Exercise brief
List each line in the records below that contains the word "light", treating uppercase and lowercase as different.

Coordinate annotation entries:
....................

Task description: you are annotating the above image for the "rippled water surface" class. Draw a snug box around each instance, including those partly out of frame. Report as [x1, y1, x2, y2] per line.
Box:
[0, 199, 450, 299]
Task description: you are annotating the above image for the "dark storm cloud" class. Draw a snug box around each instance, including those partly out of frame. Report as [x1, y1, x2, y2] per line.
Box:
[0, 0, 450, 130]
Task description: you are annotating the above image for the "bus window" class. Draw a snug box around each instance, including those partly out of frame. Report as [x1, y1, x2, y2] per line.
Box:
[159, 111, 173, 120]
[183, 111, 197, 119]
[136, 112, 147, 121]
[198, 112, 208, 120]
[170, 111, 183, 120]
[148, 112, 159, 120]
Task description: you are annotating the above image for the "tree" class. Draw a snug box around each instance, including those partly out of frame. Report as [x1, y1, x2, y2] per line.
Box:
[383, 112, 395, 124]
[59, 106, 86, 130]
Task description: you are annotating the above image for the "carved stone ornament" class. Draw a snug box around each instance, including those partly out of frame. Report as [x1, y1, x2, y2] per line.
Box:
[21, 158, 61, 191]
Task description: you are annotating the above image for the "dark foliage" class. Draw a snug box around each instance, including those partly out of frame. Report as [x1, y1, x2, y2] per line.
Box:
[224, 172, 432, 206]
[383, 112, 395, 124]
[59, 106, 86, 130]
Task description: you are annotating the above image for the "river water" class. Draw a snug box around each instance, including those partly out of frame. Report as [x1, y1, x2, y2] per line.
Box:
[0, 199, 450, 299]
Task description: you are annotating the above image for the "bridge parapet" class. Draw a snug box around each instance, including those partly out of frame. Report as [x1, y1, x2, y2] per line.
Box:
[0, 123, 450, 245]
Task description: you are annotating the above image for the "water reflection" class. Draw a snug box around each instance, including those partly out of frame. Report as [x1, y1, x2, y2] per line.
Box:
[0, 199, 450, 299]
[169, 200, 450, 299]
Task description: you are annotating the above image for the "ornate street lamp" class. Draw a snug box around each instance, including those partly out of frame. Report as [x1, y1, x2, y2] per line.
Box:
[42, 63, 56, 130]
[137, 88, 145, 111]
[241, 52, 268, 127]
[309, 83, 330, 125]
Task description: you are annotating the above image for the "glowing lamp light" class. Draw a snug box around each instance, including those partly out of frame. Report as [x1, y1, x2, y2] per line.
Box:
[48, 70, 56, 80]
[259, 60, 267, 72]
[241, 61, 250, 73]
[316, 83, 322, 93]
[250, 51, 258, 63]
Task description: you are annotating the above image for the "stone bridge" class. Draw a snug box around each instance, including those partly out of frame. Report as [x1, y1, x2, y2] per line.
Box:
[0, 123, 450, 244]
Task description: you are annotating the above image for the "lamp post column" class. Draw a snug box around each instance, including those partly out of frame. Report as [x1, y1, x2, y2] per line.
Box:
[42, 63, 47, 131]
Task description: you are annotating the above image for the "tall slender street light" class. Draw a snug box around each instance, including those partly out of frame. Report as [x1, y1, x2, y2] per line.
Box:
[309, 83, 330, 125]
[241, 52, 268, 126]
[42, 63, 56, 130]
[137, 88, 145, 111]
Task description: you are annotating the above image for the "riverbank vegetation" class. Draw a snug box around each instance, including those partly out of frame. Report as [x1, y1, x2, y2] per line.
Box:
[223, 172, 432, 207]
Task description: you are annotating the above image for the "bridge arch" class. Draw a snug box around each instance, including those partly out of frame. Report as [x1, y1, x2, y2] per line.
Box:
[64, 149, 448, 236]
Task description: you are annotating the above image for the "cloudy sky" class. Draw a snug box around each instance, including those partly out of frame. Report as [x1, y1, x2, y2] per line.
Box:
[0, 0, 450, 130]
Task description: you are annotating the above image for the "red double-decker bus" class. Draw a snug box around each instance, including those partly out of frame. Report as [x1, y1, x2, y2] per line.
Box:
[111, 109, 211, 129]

....................

The answer
Task description: you are annotating the above image for the "glowing lamp light" class. Draw a snug box around each instance, including those partly out of frame. Report as [x1, y1, x2, y2] per line.
Task description: you are annotating the above image for the "tall slender street light" class. Draw a snug box around each instance, including those partly out of frame. Report as [x1, y1, x2, y2] per line.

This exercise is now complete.